--- WORKING DATA Enclosed Below ---

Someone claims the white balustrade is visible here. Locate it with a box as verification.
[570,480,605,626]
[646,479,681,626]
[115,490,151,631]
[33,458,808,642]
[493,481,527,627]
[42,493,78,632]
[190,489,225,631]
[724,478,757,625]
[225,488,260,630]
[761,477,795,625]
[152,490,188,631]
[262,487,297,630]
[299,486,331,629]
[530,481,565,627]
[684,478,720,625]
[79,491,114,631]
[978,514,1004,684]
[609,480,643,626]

--- End of Enclosed WORKING DATA ---

> **WHAT NEEDS TO BE DONE**
Output each entry once again, exactly as shown above.

> **TASK ANSWER**
Someone claims the white balustrade is visible here. Locate it with a box as verification.
[570,480,605,626]
[646,479,681,626]
[115,490,151,631]
[33,458,808,642]
[493,481,527,627]
[42,493,78,632]
[190,489,225,631]
[724,478,757,625]
[225,488,260,630]
[761,477,795,625]
[152,490,188,631]
[262,487,297,630]
[299,486,331,629]
[530,481,565,627]
[684,478,720,625]
[79,491,114,631]
[978,514,1004,684]
[609,480,643,626]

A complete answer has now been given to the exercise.